Quellauszug –
┌──
WATAIN - The Wild Hunt
Auch im Soundcheck: Soundcheck 08/2013
Mehr über Watain
- Genre:
- Black Metal
- ∅-Note:
- 10.00
- Label:
- Century Media (Universal)
- Release:
- 16.08.2013
- Night Vision
- De Profundis
- Black Flames March
- All That May Bleed
- The Child Must Die
- They Rode On
- Sleepless Evil
- The Wild Hunt
- Outlaw
- Ignem Veni Mittere
- Holocaust Dawn
Von der Kunst, Musik zu schreiben
Mit "Lawless Darkness" setzte sich die Band 2009 ein Monument, welches sie, wie Kollege Rüdiger in seinem damaligen Review treffend bemerkte, "unsterblich machen wird". Das Problem am Unsterblichsein ist in diesem Fall die Weiterexistenz als Band, will sagen: Der Zwang zu einer neuen Veröffentlichung, die alte Meilensteine in den Schatten zu stellen weiß. WATAIN ist dieses Kunststück gelungen - und mit welcher Bravour!
└──
Arbeitsauftrag 1 – Bei welchem Label erscheint das Album laut dem Quellauszug?

Extrahierte Daten –
┌──
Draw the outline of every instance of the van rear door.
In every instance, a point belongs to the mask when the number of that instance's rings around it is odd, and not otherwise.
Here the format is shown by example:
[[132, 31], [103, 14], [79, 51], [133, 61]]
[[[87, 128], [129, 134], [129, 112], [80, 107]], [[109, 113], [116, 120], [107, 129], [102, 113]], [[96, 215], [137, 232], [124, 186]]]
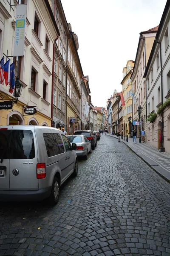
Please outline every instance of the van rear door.
[[11, 130], [0, 128], [0, 190], [9, 190], [8, 150], [11, 134]]
[[[30, 130], [29, 130], [29, 129]], [[10, 143], [9, 182], [11, 190], [36, 190], [37, 151], [34, 130], [13, 126]]]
└──
Arbeitsauftrag 2 – Wie viele Zeilen der Datensätze enthalten die Zeichenfolge „outline“? Groß- und Kleinschreibung wird unterschieden; nenne nur die Zahl.

Ergebnis 1 – Century Media (Universal)

Ergebnis 2 – 2